Position annotation records
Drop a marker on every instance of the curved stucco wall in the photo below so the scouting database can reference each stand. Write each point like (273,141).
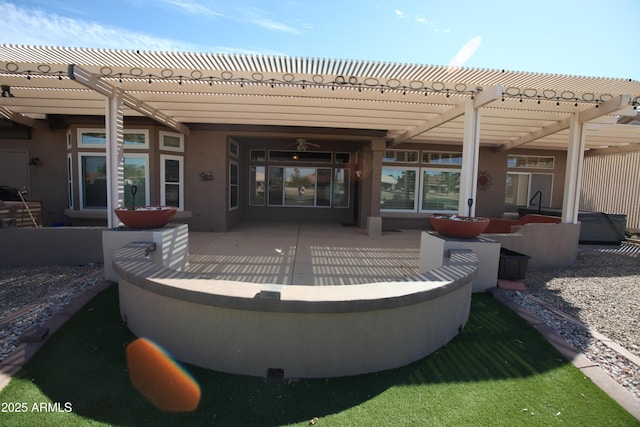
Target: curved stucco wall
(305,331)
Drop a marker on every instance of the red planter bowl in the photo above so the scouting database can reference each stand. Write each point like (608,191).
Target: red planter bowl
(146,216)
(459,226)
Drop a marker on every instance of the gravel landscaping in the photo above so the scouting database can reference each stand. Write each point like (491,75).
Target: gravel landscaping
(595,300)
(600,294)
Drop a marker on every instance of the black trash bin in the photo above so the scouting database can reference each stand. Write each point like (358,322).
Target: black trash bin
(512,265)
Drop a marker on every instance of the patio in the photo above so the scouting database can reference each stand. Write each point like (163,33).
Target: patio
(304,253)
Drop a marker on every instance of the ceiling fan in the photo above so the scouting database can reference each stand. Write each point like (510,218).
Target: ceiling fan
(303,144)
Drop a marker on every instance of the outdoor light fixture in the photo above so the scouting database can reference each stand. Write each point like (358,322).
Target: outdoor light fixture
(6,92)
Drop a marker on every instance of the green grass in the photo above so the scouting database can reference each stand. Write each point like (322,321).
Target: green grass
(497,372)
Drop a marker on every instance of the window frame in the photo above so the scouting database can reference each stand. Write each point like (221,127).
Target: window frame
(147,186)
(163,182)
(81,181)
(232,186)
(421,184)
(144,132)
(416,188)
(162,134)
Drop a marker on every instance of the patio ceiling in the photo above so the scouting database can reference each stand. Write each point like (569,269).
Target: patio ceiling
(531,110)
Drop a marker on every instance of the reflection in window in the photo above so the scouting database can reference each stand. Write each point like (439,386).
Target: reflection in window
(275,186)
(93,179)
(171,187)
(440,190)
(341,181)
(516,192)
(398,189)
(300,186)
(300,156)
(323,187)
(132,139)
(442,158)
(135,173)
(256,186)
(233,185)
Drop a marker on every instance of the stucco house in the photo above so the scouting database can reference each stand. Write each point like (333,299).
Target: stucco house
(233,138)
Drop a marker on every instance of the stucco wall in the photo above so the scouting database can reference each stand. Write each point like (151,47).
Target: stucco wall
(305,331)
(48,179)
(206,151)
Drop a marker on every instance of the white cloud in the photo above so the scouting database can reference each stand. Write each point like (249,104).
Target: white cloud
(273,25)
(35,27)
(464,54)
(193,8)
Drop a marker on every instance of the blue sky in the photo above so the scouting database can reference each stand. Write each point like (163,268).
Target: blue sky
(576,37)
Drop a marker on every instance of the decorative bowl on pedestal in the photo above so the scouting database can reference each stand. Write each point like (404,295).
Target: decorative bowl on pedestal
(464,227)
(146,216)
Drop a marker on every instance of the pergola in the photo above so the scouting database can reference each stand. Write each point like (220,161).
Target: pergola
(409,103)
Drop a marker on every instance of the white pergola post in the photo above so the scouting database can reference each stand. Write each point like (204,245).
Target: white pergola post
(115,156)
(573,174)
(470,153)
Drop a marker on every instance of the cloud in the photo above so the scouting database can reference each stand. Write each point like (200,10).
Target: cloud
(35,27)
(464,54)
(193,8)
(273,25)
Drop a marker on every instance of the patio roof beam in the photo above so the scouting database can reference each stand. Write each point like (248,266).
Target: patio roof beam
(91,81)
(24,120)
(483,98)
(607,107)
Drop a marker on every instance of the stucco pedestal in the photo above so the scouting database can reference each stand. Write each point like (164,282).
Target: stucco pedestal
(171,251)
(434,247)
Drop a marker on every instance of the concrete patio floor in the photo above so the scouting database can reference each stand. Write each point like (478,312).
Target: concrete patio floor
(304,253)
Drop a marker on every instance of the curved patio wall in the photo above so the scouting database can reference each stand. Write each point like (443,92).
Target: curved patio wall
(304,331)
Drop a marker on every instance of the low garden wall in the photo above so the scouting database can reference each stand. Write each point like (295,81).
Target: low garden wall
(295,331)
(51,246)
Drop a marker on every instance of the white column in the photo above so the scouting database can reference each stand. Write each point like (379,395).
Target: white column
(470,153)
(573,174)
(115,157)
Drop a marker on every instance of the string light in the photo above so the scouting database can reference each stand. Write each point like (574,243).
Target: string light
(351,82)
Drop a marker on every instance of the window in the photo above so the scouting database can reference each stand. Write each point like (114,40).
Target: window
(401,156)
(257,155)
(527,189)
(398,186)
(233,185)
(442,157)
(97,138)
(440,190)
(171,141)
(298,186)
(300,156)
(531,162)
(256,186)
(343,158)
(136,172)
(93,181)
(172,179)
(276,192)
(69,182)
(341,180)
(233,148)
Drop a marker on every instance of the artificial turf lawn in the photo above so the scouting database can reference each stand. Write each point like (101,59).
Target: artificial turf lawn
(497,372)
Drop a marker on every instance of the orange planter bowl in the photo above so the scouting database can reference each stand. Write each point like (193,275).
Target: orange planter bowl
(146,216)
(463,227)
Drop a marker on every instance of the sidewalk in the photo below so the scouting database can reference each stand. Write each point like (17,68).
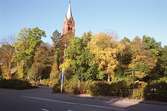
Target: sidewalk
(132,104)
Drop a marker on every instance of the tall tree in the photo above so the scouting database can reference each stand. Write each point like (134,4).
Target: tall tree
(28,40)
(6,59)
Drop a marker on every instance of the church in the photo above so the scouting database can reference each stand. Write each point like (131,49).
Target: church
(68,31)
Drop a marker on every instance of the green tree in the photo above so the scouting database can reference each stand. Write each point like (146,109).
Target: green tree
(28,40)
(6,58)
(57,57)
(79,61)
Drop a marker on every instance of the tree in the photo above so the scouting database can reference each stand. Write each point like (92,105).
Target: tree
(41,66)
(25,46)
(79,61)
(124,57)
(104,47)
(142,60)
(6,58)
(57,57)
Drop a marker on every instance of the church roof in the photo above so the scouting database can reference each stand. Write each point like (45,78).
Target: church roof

• Exercise: Copy everything from the line containing "Drop a marker on every instance of the church roof" down to the end of the data above, replacing "church roof" with "bell tower" and leaving the rest unchanged.

• Answer to this task:
Drop a marker on every instance of the bell tower in the photo above so the scouting database can reference each stand. Write each point like (45,78).
Target: bell tower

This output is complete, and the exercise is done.